REQUIREMENT ->
Please pick out every line of the rows below that contains the word "island" and copy each of those lines in full.

EXERCISE MATERIALS ->
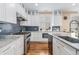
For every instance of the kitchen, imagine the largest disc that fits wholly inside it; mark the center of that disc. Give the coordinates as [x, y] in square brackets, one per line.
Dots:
[39, 28]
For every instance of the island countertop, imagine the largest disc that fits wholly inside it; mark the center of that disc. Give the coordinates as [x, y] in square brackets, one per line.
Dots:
[8, 39]
[74, 45]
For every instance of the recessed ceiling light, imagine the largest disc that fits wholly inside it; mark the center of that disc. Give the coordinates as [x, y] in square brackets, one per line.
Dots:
[73, 4]
[36, 4]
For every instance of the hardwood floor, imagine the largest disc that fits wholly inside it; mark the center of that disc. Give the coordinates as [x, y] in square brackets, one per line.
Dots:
[37, 48]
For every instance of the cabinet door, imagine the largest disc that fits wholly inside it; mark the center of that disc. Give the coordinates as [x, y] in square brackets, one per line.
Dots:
[21, 11]
[2, 12]
[10, 50]
[10, 13]
[20, 45]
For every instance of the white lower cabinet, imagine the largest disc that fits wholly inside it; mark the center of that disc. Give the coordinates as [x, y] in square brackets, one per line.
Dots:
[37, 36]
[61, 48]
[10, 50]
[14, 48]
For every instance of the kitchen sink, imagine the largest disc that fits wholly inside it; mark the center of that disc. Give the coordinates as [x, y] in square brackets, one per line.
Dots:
[70, 39]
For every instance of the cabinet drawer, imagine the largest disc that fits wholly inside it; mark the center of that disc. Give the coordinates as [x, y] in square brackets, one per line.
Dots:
[67, 47]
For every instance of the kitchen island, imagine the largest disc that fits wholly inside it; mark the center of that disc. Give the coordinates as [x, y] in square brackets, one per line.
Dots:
[64, 47]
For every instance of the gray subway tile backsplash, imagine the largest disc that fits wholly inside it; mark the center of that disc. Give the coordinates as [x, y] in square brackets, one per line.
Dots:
[8, 28]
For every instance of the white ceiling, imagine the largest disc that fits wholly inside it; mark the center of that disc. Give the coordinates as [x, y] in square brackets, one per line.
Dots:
[51, 6]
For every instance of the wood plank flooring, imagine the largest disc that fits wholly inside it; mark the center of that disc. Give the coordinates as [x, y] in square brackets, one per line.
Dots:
[38, 49]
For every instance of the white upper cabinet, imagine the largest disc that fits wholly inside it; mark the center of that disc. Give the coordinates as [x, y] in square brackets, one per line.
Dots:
[20, 10]
[8, 12]
[11, 13]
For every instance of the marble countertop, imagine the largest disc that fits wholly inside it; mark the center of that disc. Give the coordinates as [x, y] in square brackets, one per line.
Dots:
[74, 45]
[8, 39]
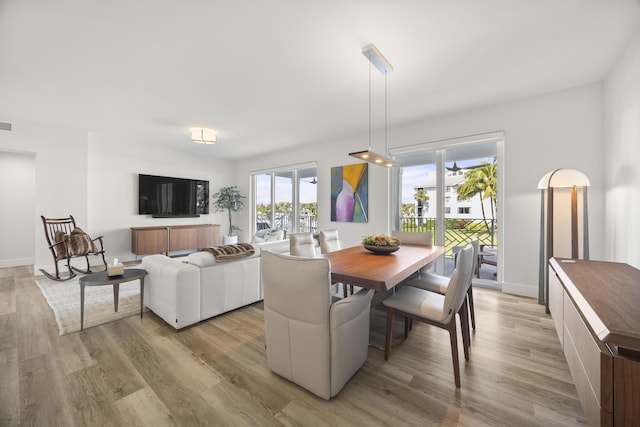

SOLUTION ->
For every instance of the island countertop, imagine the largest disc that fits wholly inside it; mark the center of that disc. Give the coordinates as [x, y] in square brackets, one per line.
For every instance of the kitchen island, imagine the largest disc that fits wholly inside it; mark the center of that disc. Give the coordinates as [x, y] in square brackets, one per line.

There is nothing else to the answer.